Exactly and only the lines from the one with "Could you please spot the tropical" through the end of the listing are to be transcribed, both ends included.
======== Material ========
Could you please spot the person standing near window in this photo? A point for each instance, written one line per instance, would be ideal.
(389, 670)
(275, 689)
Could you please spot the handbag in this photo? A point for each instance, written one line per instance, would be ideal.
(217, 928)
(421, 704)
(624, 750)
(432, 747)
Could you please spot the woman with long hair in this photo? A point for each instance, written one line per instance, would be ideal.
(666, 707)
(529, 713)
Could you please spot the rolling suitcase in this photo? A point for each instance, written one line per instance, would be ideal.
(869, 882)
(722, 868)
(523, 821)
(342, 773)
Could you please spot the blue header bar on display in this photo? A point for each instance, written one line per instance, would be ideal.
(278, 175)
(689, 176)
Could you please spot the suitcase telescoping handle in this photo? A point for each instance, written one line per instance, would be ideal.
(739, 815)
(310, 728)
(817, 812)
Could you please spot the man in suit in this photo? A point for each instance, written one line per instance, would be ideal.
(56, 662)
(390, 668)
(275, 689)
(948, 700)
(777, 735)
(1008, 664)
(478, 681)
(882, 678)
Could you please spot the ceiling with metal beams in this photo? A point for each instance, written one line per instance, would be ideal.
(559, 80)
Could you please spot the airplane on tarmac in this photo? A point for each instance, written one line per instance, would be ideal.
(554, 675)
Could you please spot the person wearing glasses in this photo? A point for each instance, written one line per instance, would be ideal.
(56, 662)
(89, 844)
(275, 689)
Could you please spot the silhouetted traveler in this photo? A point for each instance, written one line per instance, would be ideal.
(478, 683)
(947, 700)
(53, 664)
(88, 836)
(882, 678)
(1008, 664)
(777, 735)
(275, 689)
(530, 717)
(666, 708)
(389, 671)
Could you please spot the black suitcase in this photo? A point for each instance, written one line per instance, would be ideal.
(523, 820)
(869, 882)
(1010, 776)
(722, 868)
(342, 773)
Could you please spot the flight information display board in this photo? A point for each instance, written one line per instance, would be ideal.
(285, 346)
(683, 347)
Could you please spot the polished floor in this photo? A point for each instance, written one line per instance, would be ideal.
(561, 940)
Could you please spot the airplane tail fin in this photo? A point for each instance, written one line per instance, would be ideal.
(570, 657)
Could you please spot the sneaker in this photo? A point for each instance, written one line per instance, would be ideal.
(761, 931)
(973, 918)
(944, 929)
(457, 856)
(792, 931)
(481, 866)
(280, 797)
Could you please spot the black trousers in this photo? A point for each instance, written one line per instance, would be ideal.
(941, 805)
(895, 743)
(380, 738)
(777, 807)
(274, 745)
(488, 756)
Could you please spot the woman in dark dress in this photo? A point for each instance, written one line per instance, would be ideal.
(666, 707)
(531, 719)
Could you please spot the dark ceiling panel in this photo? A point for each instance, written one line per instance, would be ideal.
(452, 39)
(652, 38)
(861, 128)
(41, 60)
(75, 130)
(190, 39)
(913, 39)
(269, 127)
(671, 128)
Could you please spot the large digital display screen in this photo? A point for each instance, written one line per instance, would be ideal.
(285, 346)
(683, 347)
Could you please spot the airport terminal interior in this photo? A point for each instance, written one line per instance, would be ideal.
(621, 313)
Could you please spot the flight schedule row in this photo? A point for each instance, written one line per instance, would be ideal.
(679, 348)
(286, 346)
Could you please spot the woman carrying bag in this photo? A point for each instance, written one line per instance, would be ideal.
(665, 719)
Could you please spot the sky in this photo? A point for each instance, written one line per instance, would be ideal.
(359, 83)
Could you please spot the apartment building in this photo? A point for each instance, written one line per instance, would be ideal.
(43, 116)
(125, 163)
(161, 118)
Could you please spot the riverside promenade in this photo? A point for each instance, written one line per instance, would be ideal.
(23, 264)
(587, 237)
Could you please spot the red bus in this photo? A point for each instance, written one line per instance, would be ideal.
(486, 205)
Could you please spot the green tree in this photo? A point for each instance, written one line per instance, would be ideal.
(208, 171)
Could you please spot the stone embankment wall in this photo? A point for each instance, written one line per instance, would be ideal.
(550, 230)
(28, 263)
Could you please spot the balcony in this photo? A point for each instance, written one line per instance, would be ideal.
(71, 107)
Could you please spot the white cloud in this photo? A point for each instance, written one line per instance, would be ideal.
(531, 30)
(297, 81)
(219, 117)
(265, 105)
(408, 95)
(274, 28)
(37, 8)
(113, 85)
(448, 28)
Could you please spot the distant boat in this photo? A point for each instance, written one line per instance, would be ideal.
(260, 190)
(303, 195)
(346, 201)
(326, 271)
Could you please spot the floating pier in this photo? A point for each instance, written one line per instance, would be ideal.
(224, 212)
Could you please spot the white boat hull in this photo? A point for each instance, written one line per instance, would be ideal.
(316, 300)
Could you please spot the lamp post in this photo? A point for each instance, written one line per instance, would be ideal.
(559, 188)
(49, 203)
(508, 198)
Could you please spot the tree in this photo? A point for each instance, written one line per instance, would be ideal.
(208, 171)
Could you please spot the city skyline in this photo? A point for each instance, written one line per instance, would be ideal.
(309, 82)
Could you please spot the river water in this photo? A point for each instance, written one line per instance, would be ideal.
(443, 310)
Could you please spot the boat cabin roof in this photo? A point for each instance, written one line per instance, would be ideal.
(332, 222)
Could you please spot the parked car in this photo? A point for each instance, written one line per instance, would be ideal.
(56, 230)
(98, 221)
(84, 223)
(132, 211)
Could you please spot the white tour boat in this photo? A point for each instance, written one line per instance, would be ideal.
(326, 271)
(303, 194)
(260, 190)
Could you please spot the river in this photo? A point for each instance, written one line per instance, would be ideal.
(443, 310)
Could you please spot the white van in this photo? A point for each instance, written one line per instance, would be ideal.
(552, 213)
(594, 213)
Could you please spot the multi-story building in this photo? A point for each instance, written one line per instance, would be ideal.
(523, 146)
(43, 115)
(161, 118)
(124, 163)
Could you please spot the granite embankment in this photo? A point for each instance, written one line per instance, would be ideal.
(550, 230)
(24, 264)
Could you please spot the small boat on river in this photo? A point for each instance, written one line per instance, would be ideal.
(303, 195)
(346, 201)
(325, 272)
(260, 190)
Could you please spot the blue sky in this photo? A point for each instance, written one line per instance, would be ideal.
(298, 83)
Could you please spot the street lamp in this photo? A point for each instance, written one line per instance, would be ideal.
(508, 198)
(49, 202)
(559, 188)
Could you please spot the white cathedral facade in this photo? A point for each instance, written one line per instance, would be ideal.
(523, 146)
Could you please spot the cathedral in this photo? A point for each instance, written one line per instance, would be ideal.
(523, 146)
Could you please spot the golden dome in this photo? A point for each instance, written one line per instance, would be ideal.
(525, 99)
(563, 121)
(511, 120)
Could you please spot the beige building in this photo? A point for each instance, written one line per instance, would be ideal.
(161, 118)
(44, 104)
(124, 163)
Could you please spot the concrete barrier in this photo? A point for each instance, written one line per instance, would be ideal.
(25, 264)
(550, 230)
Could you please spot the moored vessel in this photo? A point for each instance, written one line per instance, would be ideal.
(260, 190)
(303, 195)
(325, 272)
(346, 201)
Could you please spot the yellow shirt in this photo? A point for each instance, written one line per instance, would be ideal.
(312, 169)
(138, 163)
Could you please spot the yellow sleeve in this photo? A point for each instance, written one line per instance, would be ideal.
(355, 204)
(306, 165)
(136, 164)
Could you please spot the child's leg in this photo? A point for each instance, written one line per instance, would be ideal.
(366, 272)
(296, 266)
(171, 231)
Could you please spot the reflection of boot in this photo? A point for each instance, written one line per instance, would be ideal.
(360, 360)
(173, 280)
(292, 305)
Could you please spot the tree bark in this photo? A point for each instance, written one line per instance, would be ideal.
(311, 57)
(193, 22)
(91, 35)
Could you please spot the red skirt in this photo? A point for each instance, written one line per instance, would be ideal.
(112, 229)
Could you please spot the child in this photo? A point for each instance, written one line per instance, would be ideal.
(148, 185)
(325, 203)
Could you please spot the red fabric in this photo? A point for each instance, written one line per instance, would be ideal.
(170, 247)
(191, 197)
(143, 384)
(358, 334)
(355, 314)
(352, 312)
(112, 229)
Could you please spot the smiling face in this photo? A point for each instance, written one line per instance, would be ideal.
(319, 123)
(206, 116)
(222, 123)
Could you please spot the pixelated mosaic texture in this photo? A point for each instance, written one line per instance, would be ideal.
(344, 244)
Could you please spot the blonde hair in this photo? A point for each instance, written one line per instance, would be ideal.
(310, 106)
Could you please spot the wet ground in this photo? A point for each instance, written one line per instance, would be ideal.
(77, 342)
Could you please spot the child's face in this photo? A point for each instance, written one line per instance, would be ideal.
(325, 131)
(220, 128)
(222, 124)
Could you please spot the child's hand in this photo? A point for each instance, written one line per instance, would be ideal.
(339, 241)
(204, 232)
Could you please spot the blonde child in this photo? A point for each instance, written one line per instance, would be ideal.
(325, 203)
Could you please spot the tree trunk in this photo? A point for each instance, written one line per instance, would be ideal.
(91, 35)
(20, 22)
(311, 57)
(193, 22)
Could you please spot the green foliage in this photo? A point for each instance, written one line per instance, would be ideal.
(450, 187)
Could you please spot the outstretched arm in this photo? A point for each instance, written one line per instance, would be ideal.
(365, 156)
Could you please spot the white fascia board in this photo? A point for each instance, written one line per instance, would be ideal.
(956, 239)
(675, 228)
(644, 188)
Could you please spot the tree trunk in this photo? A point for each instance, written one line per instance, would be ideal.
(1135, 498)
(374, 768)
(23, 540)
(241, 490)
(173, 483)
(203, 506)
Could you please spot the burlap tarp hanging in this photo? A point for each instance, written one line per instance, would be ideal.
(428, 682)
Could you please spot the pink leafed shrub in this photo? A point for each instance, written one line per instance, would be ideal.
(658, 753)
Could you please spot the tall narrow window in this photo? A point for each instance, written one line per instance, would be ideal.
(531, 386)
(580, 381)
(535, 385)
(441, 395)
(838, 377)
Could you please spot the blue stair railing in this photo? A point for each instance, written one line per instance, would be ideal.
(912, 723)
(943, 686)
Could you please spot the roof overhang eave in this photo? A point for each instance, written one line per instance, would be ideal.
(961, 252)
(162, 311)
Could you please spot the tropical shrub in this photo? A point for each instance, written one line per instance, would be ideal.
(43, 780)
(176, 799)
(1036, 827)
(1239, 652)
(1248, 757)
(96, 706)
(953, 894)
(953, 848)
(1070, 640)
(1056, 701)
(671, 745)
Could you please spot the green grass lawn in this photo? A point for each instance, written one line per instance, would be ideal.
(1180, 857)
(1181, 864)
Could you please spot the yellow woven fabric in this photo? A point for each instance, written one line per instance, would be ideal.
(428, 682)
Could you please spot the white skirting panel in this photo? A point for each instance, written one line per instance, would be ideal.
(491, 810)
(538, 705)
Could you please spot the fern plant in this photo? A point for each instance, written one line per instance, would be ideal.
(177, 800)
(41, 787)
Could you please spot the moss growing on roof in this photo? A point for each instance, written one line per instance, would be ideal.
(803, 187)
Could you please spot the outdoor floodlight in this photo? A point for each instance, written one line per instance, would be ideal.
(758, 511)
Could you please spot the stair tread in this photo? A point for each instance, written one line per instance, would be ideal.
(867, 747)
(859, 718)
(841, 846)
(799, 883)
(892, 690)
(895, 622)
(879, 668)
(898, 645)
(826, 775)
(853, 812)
========
Written response —
Could you please spot the tropical shrub in this photo? A point for each instance, written one line per instance, would be ideal.
(43, 780)
(176, 799)
(1036, 827)
(1239, 652)
(1248, 757)
(96, 706)
(953, 894)
(953, 848)
(1070, 640)
(1056, 701)
(671, 745)
Could you please spot the green grass lawn in this photo? A point for each instance, written one line per instance, would be ideal.
(1180, 857)
(1181, 864)
Could you please spot the yellow woven fabric in this photo? A point for each instance, written one line per instance, would be ideal.
(428, 682)
Could you please spot the white skirting panel in this photo? A point for each instance, written one line per instance, would be ideal.
(491, 810)
(538, 705)
Could you please spot the fern plant in this photo? A point for each instance, written one line per instance, would be ideal.
(177, 800)
(41, 787)
Could you please spot the moss growing on roof in this photo? A point for each instance, written one line per instance, would be ideal.
(803, 187)
Could you please spot the outdoor floodlight in this photo? A point for each instance, written one line per instance, would be ideal.
(758, 511)
Could you please spot the stair tread in this photo? A point for each instance, written one line per instance, would be ideal.
(867, 747)
(859, 718)
(841, 846)
(799, 883)
(892, 690)
(895, 622)
(879, 668)
(898, 645)
(826, 775)
(853, 812)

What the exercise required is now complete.